• Task list:
1. Answer these questions about the ReSpeaker article:
(a) Which WiFi module is the ReSpeaker Core based on?
(b) What is the name of the ReSpeaker's integrated speech recognition engine?
(c) How many digital microphones does the far-field microphone array use?
2. Please reproduce the listing word for word, beginning with its first line and going on through the line that contains "[(179, 82), (274, 85), (169, 112), (253, 69), (208, 113)]".

• Passage shown:
Seeed Studio’s ReSpeaker Speaks All The Voice Recognition Languages

August 25, 2016

Seeed Studio recently launched its third Kickstarter campaign: ReSpeaker, an open hardware voice interface. After their previous Kickstarted IoT hardware, such as the RePhone, mostly focused on connectivity, the electronics manufacturer from Shenzhen now tackles another highly contested area of IoT: Voice recognition.

The ReSpeaker Core is a capable development board based on Mediatek’s MT7688 WiFi module and runs OpenWrt. Onboard is a WM8960 stereo audio codec with integrated 1W speaker/headphone driver, a microphone, an ATMega32U4 coprocessor, 12 addressable RGB LEDs and 8 touch sensors. There are also two expansion headers with GPIOs, I2S, I2C, analog audio and USB 2.0 and an onboard microSD card slot.

The latter is especially useful to feed the ReSpeaker’s integrated speech recognition engine PocketSphinx with a vocabulary and audio file library, enabling it to respond to keywords and commands even when it’s not hooked up to the internet. Once it’s online, ReSpeaker also supports most of the available cloud based cognitive speech recognition services, such as Microsoft Cognitive Service, Amazon Alexa Voice Service, Google Speech API, Wit.ai and Houndify. It also comes with an SDK and Python API, supports JavaScript, Lua and C/C++, and it looks like the coprocessor features an Arduino-compatible bootloader.

The expansion header accepts shield-like hardware add-ons. Some of them are also available through the campaign. The most important one is the circular, far-field microphone array. Based on 7 XVSM-2000 digital microphones, the extension board enhances the device’s hearing with sound localization, beam forming, reverb and noise suppression. A Grove extension board connects the ReSpeaker to the Seeed’s current lineup on ready-to-use sensors, actuators and other peripherals.

• Data records:

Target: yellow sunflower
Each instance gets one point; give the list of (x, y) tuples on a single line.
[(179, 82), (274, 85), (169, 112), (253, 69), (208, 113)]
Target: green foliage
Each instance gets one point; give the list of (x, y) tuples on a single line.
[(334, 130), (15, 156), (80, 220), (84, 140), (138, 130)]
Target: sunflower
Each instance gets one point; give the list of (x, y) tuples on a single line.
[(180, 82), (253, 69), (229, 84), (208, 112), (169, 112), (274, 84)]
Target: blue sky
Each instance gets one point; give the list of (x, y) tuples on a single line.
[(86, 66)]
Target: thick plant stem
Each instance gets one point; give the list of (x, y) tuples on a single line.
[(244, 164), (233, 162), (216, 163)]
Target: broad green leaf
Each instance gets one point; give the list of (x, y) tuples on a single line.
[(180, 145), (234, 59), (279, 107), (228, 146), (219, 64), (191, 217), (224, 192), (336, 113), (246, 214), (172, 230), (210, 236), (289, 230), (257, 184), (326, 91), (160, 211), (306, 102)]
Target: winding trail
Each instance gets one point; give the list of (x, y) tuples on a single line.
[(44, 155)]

• Solutions in order:
1.
(a) Mediatek's MT7688
(b) PocketSphinx
(c) 7 (XVSM-2000 digital microphones)

2.
Target: yellow sunflower
Each instance gets one point; give the list of (x, y) tuples on a single line.
[(179, 82), (274, 85), (169, 112), (253, 69), (208, 113)]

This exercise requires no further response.